### What to produce
Restate the entries below word for word, omitting nothing.

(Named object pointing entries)
···

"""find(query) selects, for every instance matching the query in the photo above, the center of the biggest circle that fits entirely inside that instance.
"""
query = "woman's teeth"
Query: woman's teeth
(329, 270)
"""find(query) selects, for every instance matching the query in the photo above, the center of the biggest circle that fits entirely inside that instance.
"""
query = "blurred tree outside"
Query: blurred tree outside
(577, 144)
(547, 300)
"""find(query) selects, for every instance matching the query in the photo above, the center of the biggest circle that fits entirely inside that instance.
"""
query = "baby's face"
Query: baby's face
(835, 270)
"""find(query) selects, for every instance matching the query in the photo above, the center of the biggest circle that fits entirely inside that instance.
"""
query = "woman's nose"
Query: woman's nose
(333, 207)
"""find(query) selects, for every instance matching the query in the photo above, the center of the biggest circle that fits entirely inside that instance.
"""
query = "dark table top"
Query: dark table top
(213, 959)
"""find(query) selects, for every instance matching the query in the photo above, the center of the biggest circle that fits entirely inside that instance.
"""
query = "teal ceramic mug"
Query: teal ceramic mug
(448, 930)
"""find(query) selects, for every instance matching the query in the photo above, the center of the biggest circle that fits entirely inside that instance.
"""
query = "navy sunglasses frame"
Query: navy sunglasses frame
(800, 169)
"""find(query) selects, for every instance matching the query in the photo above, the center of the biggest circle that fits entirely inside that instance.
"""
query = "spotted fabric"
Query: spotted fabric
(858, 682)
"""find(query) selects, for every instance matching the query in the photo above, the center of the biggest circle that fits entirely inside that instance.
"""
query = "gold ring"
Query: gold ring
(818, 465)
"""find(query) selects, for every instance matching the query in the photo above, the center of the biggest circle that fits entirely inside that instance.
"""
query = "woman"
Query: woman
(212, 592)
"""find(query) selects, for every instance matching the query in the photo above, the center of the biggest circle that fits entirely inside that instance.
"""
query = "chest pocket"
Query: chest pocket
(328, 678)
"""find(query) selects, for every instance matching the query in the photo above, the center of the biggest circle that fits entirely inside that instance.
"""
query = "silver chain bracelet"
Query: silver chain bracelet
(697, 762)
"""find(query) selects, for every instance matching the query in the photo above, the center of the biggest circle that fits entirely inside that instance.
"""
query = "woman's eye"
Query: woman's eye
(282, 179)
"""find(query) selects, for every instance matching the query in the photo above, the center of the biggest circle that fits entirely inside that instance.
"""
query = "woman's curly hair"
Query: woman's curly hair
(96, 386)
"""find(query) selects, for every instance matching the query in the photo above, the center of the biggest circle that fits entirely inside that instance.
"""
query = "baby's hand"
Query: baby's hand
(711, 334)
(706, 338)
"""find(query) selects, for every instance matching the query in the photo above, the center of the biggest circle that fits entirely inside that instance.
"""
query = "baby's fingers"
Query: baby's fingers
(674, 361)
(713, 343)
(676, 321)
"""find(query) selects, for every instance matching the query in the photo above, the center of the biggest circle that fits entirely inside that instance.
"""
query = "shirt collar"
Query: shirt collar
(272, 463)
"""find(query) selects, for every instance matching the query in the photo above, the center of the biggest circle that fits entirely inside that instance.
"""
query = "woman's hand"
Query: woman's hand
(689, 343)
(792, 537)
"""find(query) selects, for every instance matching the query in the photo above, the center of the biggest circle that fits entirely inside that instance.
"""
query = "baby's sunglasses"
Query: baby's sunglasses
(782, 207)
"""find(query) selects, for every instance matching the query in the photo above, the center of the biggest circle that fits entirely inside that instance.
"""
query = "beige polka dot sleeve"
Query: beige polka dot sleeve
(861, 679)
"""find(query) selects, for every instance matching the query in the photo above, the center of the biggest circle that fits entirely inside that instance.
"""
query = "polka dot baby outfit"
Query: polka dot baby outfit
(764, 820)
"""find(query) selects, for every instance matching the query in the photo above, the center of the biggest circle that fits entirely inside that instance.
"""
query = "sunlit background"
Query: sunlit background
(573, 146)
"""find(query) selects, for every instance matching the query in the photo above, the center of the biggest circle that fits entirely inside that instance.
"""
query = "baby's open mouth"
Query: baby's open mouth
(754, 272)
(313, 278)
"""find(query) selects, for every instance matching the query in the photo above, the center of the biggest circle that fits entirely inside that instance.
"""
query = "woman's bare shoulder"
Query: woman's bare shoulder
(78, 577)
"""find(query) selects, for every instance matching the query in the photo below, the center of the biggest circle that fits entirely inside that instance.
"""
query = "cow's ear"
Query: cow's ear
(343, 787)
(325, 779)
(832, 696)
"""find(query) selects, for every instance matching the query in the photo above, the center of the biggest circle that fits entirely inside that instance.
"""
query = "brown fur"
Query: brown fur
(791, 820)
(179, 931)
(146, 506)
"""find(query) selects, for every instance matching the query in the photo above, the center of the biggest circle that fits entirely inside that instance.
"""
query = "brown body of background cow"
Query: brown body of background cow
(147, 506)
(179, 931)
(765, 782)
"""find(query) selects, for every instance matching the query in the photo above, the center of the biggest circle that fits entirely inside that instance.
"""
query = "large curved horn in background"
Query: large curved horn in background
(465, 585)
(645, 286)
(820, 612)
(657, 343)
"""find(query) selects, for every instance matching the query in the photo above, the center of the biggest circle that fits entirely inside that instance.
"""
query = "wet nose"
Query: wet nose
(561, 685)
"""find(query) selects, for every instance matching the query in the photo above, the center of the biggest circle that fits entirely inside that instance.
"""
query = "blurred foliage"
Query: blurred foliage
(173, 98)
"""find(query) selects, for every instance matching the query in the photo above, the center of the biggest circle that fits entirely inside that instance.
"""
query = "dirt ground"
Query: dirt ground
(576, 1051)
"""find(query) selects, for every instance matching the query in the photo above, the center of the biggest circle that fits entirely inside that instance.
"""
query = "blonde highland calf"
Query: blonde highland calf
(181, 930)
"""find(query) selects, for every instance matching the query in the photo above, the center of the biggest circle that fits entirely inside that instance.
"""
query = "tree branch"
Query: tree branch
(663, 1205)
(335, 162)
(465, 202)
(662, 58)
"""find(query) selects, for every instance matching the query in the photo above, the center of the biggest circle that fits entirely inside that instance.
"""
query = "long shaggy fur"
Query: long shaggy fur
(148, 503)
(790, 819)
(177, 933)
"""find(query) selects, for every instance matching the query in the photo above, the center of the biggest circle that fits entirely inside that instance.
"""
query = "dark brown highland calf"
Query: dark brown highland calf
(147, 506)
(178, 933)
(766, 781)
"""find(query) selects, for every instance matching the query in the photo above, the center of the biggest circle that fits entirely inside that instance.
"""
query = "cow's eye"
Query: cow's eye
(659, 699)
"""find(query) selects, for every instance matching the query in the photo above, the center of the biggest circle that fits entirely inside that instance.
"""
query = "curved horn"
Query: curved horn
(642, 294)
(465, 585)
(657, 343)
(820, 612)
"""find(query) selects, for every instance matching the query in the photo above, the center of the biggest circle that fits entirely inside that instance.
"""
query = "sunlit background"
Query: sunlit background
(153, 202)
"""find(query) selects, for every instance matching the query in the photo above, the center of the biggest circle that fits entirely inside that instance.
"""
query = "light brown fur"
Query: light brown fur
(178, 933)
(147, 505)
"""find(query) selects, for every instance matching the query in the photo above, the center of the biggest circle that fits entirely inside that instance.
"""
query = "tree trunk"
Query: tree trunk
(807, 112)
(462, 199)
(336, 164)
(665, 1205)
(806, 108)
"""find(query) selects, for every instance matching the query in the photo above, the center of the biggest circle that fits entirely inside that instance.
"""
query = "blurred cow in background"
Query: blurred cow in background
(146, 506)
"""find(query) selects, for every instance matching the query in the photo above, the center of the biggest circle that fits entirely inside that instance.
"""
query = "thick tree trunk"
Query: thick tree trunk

···

### Task output
"""find(query) selects, for every instance matching the query in the photo above, the center of the biggest circle that fits entirely inside that instance.
"""
query = "woman's teeth"
Query: woman's teeth
(329, 270)
"""find(query) selects, for every instance matching the query in the photo above, the center of the biggest circle that fits entirely inside that instance.
"""
query = "blurred tree outside"
Query: blurred tree outside
(577, 144)
(547, 300)
"""find(query) selects, for every instance matching the query in the photo above, the center of the biggest circle that fits entirely inside that instance.
"""
query = "baby's face"
Query: baby's face
(835, 270)
"""find(query) selects, for every instance matching the query in the photo above, the center of the biggest circle that fits entirely inside that instance.
"""
query = "woman's nose"
Query: woman's nose
(333, 207)
"""find(query) selects, for every instance matching the query in the photo above, the center of the biggest circle that fits entirely inside that instance.
"""
query = "dark table top"
Query: dark table top
(213, 959)
"""find(query) selects, for every instance matching the query in the photo above, the center of the biggest circle that fits entirely inside that instance.
"""
query = "teal ceramic mug"
Query: teal ceramic mug
(448, 930)
"""find(query) selects, for every instance matching the query in the photo above, the center of the biggest circle that fits entirely inside that instance.
"""
query = "navy sunglasses frame"
Query: navy sunglasses frame
(800, 169)
"""find(query) selects, for every instance matching the query in the photo above, the center of the biggest circle that fits entirely inside that instance.
"""
query = "spotted fabric"
Query: spotted fabric
(858, 682)
"""find(query) selects, for every instance matching the query in the photo above, the center of the biggest circle that fits entirely inside that instance.
"""
query = "gold ring"
Query: gold ring
(818, 465)
"""find(query) selects, for every instance matching the query in the photo above, the center of the biggest circle that fits entirely inside that instance.
"""
query = "woman"
Query: woman
(212, 592)
"""find(query) selects, for every instance matching the query in the photo above, the center of the biggest circle that fits entirely inside that instance.
"""
query = "chest pocket"
Query: chest pocket
(328, 678)
"""find(query) selects, for every instance matching the query in the photo above, the center of the biggest circle that fits entirely inside that instance.
"""
query = "silver chain bracelet"
Query: silver chain bracelet
(697, 762)
"""find(query) selects, for every instance matching the query in the photo above, the center of the biggest circle that fits entirely inside that instance.
"""
query = "woman's eye"
Query: woman's eye
(282, 179)
"""find(query) selects, for every instance matching the query in the photo above, the center of the biggest circle that fits entirely inside that instance.
"""
query = "woman's curly hair"
Query: woman's curly hair
(96, 386)
"""find(query) selects, for every instance matching the query in the photo above, the center of the biggest circle that fits entirely inside that instance.
"""
query = "baby's hand"
Query: baby's hand
(711, 334)
(706, 338)
"""find(query) selects, for every instance matching the query in the photo above, the center of the biggest circle that fits entirely inside that instance.
"""
query = "baby's fingers"
Query: baby's fingers
(674, 361)
(713, 343)
(676, 321)
"""find(query) selects, for every instance matching the query in the photo above, the center of the biggest circle that fits entirely inside that instance.
"""
query = "shirt collar"
Query: shirt collar
(272, 463)
"""find(query) selects, for every instance matching the query in the photo above, the center of the biggest circle that fits entirely inside that instance.
"""
query = "woman's hand"
Query: woman's hand
(689, 343)
(792, 537)
"""find(query) selects, for every instance matching the query in the photo above, the center of the biggest circle that fits entirely inside that instance.
"""
query = "baby's sunglasses"
Query: baby's sunglasses
(782, 207)
"""find(query) selects, for every instance matching the query in the photo above, the center of the biggest circle that fits entirely inside that instance.
"""
query = "beige polka dot sleeve"
Query: beige polka dot sleeve
(861, 679)
"""find(query) selects, for every instance matching the query in the photo above, the center of the biggest circle that fits entirely inside that instance.
"""
query = "polka dot baby outfit"
Query: polka dot baby outfit
(764, 820)
"""find(query) selects, for every instance matching the query in the photo above, the center of the biggest circle that fits entirely inside that instance.
"""
query = "sunlit background"
Query: sunlit background
(573, 146)
"""find(query) selects, for every instance matching the query in the photo above, the center of the biggest circle that fits entirely inside that instance.
"""
query = "baby's open mouth"
Query: baby's open mouth
(754, 272)
(313, 278)
"""find(query) selects, for every instance matching the query in the photo above, the center of the biggest circle that fits entirely inside that instance.
"""
query = "woman's bare shoulder"
Query: woman's bare shoulder
(78, 577)
"""find(query) selects, for every instance matching the query in the photo below, the center of the biggest circle that fits entirely inside that instance.
"""
query = "cow's ear"
Query: cow's ear
(343, 787)
(325, 779)
(832, 696)
"""find(query) selects, for every instance matching the query in the photo above, the center of the biggest circle that fits entirely inside that instance.
"""
query = "brown fur"
Query: brown fur
(791, 820)
(179, 931)
(146, 506)
"""find(query) selects, for every instance matching the query in the photo above, the center of the biggest circle that fits entirely inside that instance.
"""
query = "brown body of background cow"
Query: brown body of background cow
(147, 506)
(179, 931)
(765, 782)
"""find(query) selects, for every instance matching the query in the photo above, the center of the biggest circle that fits entirely inside that instance.
"""
query = "large curved horn in background"
Query: large curved horn in background
(465, 585)
(645, 286)
(820, 612)
(657, 343)
"""find(query) selects, for every instance matching the query in the photo above, the center of the biggest circle that fits entirely inside that instance.
"""
query = "wet nose"
Query: wet nose
(561, 685)
"""find(query) selects, for every instance matching the query in the photo above, the center of the biggest circle that fits entirely inside that instance.
"""
query = "blurred foliage"
Query: blurred foliage
(173, 98)
"""find(query) selects, for every instance matching the query in the photo above, the center of the biggest circle that fits entirely inside that instance.
"""
query = "dirt ground"
Query: dirt ground
(576, 1051)
"""find(query) selects, for every instance matching the query in the photo above, the center of the biggest circle that fits entirely inside that instance.
"""
query = "blonde highland calf"
Query: blonde highland calf
(181, 930)
"""find(query) selects, for every instance matching the query in the photo above, the center of the biggest circle that fits entirely inside that instance.
"""
query = "tree branch"
Query: tree branch
(663, 1205)
(335, 162)
(465, 202)
(662, 58)
"""find(query) selects, for every instance matching the query in the photo above, the center of the biggest circle that fits entirely inside that instance.
"""
query = "long shaggy fur"
Query: long shaggy fur
(148, 503)
(790, 819)
(177, 933)
"""find(query) selects, for every instance matching the query in the photo above, the center of the biggest circle that fits entirely inside that instance.
"""
query = "dark brown highland calf"
Query: dark brown highland calf
(147, 506)
(178, 933)
(766, 781)
"""find(query) selects, for every instance matching the query in the photo above, the center of the biggest circle that fits entirely inside that instance.
"""
query = "cow's eye"
Query: cow's eye
(659, 699)
"""find(query) selects, for every instance matching the query in the photo above, the center of the biggest circle that fits entirely inside that instance.
"""
query = "curved horn"
Query: curved horn
(642, 294)
(465, 585)
(657, 343)
(820, 612)
"""find(query) selects, for every instance matching the query in the photo above, the center of the biggest circle that fits entirely inside that instance.
"""
query = "sunlit background"
Query: sunlit background
(153, 202)
"""find(query) selects, for every instance matching the query in the photo above, the center of the biggest circle that fits entirely inside that instance.
"""
query = "light brown fur"
Query: light brown fur
(178, 933)
(147, 505)
"""find(query) selects, for every instance matching the query in the photo above, the center of the biggest circle that fits entirely inside that instance.
"""
query = "tree trunk"
Query: tree trunk
(807, 112)
(462, 199)
(336, 164)
(665, 1205)
(806, 108)
"""find(query) selects, for every instance matching the query in the photo above, the center of the biggest circle that fits entirely inside that instance.
"""
query = "blurred cow in background"
Query: blurred cow in background
(146, 506)
"""find(query) selects, for every instance matching the query in the photo above, the center of the biggest circle that fits entirely inside that instance.
"""
query = "thick tree trunk"
Query: thick tree trunk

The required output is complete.